### Reading text:

————

Why aren't active headphones equalized to a flat frequency response?

When you put something to your ear reproducing standard stereo recordings, you don't want a flat frequency response because the head-related transfer function that normally comes into play for a sound source much further away looks very different when the source is against your ear.

Let me quote you a couple of paragraphs from a book:

Of all the components in the electroacoustic transmission chain, headphones are the most controversial. High fidelity in its true sense, involving not only timbre but also spatial localization, is associated more with loudspeaker stereophony due to the well-known in-head localization of headphones. And yet binaural recordings with a dummy head, which are the most promising for true-to-life high fidelity, are destined for headphone reproduction. Even in their heyday they found no place in routine recording and broadcasting. At that time the causes were unreliable frontal localization, incompatibility with loudspeaker reproduction, as well as their tendency to be unaesthetic. Since digital signal processing (DSP) can filter routinely using binaural head-related transfer functions, HRTF, dummy heads are no longer needed.

————

### Records for this task:
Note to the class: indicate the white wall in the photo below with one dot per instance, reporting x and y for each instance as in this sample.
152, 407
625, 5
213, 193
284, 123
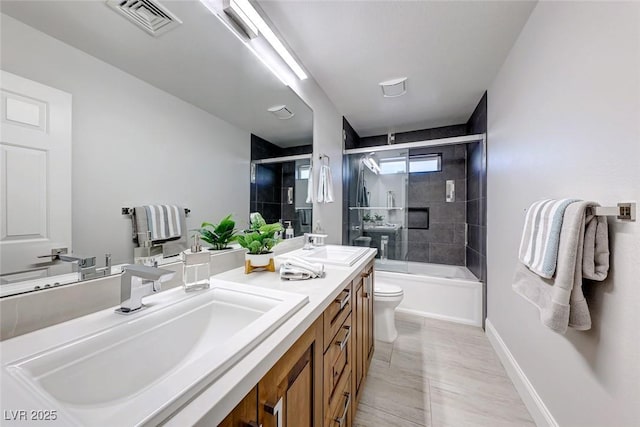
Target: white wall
327, 139
132, 144
564, 120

————

### What you need to do:
A. According to the headphone text, what made dummy heads no longer needed?
B. Rewrite all of the records with "white wall" changed to "white door" and nothing else altered, leaving the pictures out.

### Expected answers:
A. Digital signal processing can filter routinely using binaural head-related transfer functions.

B.
Note to the class: indicate the white door in the photo below with one dot per instance, reporting x and y for each instance as in this sample.
152, 407
625, 5
213, 193
284, 123
Target: white door
327, 139
132, 144
564, 120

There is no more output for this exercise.